**CONSIGNE 1**
Recopiez les lignes de la liste, de la ligne contenant « Mark the door » jusqu'à la fin de la liste, consignes comprises, en décalant de 67 toutes les coordonnées figurant dans les réponses.

L'avertissement des autorités américaines à la Russie n'aurait pas pu être plus clair: Le 7 mars, les Américains ont mis en garde contre le «risque de terrorisme lors de concerts dans les prochaines 48 heures». On peut maintenant supposer que l'attentat aurait dû en fait toucher l'un des concerts de la superstar russe Shaman. Le barde favori du président Vladimir Poutine s'est en effet produit à trois reprises au Crocus City Hall dans les jours qui ont suivi l'alerte américaine.

Mais les terroristes sont arrivés plus tard que ne le pensait la plus grande puissance mondiale. Et ce ne sont pas les fans de Shaman qui en ont fait les frais, mais ceux du groupe vieillissant Piknik. Il est probable que les assaillants tadjiks avaient initialement prévu de viser Shaman. En effet, ce qu'il fait actuellement pour Poutine le rend pratiquement irremplaçable dans le système russe.

Agé de 32 ans, le chanteur russe – de son vrai nom Yaroslav Dronov – a cherché la reconnaissance du public pendant des années avec son organe vocal impressionnant. En vain. Sa participation aux versions russes des émissions «X Factor» et de «The Voice» ne lui a pas permis de percer. Ses dreadlocks blanches sont ainsi restées dans les abysses de la pop russe.

Yaroslav Dronov, plus connu sous le nom de Shaman, est le chanteur le plus populaire de Russie.
Photo: IMAGO/SNA

Un hit un jour avant le début de la guerre, simple hasard?

Mais le chanteur a ensuite sorti sa chanson «Vstanem» («Je me lève»). Et ce, un jour seulement avant l'annonce de l'invasion de l'Ukraine le 24 février 2022. Dans cette chanson, Shaman chante les louanges des héros russes de la Seconde Guerre mondiale et appelle ses compatriotes à rester unis et à tenir bon. Simple coïncidence? Dans une interview pour le «Moscow Times», «La chanson m'a été dictée d'en haut.» Car en Russie, être au sommet est une expression qui ne s'applique qu'à Dieu ou à Poutine. L'élégant chanteur au code vestimentaire sombre s'est donc consacré aux deux. 

Lors des élections présidentielles, il a fait la promotion de Poutine. A plusieurs reprises, il est monté sur scène avec le président russe lors de grandes représentations. Et dans de nouvelles chansons comme «Je suis russe», «Nous» et plus récemment «Mon combat», l'artiste vocal transforme la propagande de guerre russe en hymnes agréables à écouter, interprétés d'une voix qui laisse même les experts critiques envers Poutine sans voix.

**DONNÉES DE L'EXERCICE**
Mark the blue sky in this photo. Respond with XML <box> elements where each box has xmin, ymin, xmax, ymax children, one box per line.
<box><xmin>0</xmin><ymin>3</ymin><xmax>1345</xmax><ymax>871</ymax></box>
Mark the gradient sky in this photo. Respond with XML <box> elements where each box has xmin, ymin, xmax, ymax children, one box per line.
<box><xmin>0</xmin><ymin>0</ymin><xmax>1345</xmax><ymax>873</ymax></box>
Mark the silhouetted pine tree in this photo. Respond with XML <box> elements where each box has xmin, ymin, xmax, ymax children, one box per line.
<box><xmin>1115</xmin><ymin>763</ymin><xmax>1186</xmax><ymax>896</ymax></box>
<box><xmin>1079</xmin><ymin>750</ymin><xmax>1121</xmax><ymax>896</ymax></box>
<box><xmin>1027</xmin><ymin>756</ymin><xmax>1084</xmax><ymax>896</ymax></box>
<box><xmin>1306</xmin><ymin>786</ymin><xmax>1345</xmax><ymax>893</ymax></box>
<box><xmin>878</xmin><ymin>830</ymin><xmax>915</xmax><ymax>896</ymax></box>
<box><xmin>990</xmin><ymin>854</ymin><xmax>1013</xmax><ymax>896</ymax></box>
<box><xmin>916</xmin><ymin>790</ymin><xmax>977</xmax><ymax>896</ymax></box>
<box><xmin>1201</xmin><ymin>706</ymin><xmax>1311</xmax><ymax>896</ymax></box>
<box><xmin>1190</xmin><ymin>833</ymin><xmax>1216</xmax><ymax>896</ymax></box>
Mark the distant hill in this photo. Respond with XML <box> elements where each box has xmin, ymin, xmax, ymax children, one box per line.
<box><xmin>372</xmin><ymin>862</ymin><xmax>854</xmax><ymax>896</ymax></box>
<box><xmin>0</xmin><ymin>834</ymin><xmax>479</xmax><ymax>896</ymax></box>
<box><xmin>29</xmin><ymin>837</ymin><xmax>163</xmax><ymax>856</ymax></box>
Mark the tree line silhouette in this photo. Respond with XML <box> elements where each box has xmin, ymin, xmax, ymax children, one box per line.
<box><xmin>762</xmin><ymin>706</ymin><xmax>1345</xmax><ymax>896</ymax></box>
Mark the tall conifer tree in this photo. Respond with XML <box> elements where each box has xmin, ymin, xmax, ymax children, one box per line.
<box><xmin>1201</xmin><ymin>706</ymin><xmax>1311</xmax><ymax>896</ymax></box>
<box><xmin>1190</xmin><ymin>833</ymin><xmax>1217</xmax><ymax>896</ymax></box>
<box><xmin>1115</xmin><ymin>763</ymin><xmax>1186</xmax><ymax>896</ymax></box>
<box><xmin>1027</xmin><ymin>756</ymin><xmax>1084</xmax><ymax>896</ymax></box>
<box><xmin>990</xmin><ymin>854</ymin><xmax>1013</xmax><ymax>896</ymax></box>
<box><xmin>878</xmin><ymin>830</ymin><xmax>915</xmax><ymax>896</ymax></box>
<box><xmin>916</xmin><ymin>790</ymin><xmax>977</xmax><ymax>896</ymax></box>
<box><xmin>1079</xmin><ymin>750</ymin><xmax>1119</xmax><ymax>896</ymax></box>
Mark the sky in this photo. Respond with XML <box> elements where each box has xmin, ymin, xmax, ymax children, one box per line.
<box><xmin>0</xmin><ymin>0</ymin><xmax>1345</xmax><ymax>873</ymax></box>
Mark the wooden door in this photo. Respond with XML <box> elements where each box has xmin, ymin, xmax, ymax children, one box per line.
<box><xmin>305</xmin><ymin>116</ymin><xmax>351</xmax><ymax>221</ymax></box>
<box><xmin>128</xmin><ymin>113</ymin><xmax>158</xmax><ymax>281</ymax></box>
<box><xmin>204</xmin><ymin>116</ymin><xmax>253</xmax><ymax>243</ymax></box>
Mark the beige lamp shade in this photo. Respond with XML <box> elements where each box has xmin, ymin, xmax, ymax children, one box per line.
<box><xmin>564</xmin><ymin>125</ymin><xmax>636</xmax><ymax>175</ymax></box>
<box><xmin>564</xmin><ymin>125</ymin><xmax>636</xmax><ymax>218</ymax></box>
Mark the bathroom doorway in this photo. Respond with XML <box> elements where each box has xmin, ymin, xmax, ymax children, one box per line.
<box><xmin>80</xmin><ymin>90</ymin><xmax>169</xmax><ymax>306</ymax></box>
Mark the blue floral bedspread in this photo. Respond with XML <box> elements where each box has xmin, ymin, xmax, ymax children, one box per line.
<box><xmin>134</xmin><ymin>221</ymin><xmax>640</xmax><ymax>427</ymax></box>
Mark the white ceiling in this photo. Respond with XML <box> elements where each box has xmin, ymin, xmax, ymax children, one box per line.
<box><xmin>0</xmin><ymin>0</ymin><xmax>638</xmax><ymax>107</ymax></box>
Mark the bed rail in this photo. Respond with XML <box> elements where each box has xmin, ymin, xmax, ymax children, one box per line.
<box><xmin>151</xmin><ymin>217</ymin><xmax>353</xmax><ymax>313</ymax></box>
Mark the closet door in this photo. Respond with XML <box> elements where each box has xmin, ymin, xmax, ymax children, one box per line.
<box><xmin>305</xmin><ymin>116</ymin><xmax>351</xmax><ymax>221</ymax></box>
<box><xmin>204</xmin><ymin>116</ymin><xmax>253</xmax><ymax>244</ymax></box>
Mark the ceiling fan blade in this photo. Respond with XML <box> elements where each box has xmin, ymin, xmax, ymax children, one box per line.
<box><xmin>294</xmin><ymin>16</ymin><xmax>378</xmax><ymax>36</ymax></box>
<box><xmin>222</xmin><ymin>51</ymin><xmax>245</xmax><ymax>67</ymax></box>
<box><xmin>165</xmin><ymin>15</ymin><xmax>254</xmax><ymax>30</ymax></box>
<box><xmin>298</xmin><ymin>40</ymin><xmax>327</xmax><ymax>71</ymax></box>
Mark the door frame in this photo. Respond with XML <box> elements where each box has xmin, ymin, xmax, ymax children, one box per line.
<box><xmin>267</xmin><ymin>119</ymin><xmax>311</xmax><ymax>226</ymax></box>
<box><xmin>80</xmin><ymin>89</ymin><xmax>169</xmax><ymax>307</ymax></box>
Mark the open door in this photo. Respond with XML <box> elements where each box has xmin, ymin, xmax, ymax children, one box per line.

**CONSIGNE 2**
D'après l'article sur Shaman, quel est le vrai nom de ce chanteur ?

**RÉSULTAT FINAL 1**
Mark the door frame in this photo. Respond with XML <box> elements where each box has xmin, ymin, xmax, ymax children, one box per line.
<box><xmin>334</xmin><ymin>186</ymin><xmax>378</xmax><ymax>293</ymax></box>
<box><xmin>147</xmin><ymin>156</ymin><xmax>236</xmax><ymax>374</ymax></box>
Mark the open door in this photo. Respond with XML <box> elements where each box has xmin, ymin, xmax, ymax children, one box per line.

**RÉSULTAT FINAL 2**
Yaroslav Dronov.